**GIVEN TASK A:** Please return, unchanged, the lines of the records between the line holding "If you could pin the terracotta" and the line holding "column 355, row 155", inclusive, and nothing else.

**DOCUMENT TEXT:**

[WIP] Initial support for Intel Gaudi accelerators (PR version #2) by dweineha · Pull Request #2300 · dell/omnia

dweineha · 2024-07-25T14:59:55Z

This PR adds initial support for Intel Gaudi accelerators; this PR rectifies some issues identified in the previous PR.

NOTE: This is for feedback and review only.

Add OS prerequisite for Gaudi drivers. Only ubuntu support --------- Signed-off-by: Yuhao Luo <yuhao.luo@intel.com>

Add Preliminary Intel Gaudi support to omnia accelerator playbooks Signed-off-by: Yupeng Zhang <yupeng.zhang@intel.com>

Fix Intel Gaudi scripts to make ansible-lint happy. Signed-off-by: David Weinehall <david.weinehall@intel.com>

Use true instead of yes, and add surrounding spaces for jinja2 expressions. Signed-off-by: David Weinehall <david.weinehall@intel.com>

Require a newer version of mpi-operator. Signed-off-by: Fengfeng Tao <fengfeng.tao@intel.com>

Intel Gaudi uses a custom runtime. Configure containerd to use it on nodes that have Intel Gaudi accelerators installed. Signed-off-by: Yuhao Luo <yuhao.luo@intel.com>

Add the necessary configuration to deploy Kubernetes with support for Intel Gaudi. Signed-off-by: Yuhao Luo <yuhao.luo@intel.com>

Add postscripts for installing Intel Gaudi drivers after OS provisioning. Rename "gaudi" to "intelgaudi" in software config per Dell's feedback. accelerator_config is going to be deprecated, change gaudi version input and check the same way AMD does. Do not install base packages on non-Gaudi nodes. Remove tuneD. Remove unused variables. Signed-off-by: Yupeng Zhang <yupeng.zhang@intel.com>

priti-parate · 2024-07-25T17:14:27Z

@@ -0,0 +1,21 @@
+// Copyright 2024 Intel Corporation.


C code is not allowed legally with omnia repo

This file is used to verify the tpc compiler works or not, just like test_ROCm_code.cpp.

**GIVEN TASK B:** According to the pull request thread, why is containerd configured on nodes that have Intel Gaudi accelerators installed? Answer in one to three sentences.

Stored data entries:
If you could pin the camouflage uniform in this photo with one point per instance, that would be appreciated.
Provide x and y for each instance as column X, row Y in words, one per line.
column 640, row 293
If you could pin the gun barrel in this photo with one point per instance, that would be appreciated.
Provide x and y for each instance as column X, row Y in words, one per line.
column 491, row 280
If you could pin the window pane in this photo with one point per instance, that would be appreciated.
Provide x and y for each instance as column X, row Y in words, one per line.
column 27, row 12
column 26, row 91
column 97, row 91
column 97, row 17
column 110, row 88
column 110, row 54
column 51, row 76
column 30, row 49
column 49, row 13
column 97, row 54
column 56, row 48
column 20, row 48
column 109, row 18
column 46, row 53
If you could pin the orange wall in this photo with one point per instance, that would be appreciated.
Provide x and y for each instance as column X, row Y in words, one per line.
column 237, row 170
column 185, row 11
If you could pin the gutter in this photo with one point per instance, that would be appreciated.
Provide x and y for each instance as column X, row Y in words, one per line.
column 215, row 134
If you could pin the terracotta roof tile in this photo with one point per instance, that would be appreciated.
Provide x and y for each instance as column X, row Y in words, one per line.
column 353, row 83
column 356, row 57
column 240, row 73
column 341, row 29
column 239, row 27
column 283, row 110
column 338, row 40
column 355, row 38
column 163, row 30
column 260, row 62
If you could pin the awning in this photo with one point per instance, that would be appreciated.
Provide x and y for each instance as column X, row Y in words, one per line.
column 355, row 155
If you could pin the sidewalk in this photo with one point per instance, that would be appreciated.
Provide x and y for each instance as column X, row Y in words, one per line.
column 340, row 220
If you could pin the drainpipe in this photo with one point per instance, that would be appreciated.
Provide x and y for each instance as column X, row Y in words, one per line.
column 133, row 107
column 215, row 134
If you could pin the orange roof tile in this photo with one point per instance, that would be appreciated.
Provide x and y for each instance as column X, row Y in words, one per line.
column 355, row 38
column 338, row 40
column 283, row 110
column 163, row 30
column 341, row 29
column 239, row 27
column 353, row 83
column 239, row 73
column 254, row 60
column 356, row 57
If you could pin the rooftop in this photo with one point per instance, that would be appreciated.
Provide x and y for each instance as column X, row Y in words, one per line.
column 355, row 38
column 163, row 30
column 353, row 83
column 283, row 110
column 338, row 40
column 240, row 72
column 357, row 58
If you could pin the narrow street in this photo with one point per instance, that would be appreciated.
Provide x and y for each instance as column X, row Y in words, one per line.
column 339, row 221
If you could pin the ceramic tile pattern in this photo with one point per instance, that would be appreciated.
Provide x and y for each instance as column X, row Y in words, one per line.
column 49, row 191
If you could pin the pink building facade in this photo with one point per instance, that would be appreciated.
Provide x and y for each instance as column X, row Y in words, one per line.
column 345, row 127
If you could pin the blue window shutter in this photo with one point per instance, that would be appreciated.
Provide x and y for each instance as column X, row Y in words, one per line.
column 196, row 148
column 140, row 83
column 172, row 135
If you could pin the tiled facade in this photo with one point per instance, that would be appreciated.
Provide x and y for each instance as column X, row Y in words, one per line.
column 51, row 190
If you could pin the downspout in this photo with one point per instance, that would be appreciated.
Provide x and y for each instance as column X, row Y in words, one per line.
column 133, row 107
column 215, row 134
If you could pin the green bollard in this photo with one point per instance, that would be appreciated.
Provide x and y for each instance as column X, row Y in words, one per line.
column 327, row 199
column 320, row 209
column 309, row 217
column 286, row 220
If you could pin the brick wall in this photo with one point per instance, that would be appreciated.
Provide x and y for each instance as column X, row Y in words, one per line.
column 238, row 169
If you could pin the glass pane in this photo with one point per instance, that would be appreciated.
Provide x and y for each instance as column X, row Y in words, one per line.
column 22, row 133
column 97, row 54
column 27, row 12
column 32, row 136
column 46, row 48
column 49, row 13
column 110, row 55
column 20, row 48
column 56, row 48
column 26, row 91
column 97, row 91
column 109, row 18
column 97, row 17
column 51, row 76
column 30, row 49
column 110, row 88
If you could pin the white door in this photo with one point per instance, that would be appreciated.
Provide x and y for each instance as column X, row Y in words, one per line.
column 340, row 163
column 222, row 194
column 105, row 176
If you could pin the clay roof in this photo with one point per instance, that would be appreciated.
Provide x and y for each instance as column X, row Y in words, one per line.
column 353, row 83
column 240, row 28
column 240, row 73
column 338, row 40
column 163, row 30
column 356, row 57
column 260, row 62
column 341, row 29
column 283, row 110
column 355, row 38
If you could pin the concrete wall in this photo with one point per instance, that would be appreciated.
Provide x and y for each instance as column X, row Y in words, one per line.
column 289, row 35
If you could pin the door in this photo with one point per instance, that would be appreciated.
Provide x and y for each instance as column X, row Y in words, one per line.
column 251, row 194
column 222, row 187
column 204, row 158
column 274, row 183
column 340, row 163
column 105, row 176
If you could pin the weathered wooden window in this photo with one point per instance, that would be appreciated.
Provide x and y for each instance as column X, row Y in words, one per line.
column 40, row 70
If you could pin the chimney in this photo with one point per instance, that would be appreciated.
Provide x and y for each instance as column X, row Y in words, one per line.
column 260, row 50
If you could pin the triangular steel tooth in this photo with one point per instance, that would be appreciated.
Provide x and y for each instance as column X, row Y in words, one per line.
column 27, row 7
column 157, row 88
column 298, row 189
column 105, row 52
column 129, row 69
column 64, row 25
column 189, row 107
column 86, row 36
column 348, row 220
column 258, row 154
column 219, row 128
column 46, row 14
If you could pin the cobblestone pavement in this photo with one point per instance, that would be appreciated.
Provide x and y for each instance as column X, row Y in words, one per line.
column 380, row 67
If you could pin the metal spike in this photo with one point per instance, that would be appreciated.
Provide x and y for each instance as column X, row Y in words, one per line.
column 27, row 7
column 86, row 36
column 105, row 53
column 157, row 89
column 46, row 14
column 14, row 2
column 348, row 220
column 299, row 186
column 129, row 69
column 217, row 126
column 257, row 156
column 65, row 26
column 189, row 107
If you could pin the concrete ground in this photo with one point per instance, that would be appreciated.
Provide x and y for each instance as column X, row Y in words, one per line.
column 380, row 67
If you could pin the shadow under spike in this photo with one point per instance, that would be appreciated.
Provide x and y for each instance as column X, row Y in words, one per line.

**COMPLETE RESPONSE A:**
If you could pin the terracotta roof tile in this photo with one point per instance, that would be appreciated.
Provide x and y for each instance as column X, row Y in words, one per line.
column 353, row 83
column 356, row 57
column 240, row 73
column 341, row 29
column 239, row 27
column 283, row 110
column 338, row 40
column 355, row 38
column 163, row 30
column 260, row 62
If you could pin the awning in this photo with one point per instance, that would be appreciated.
Provide x and y for each instance as column X, row Y in words, one per line.
column 355, row 155

**COMPLETE RESPONSE B:** Intel Gaudi uses a custom runtime. Containerd is therefore configured to use that runtime on the nodes where Intel Gaudi accelerators are installed.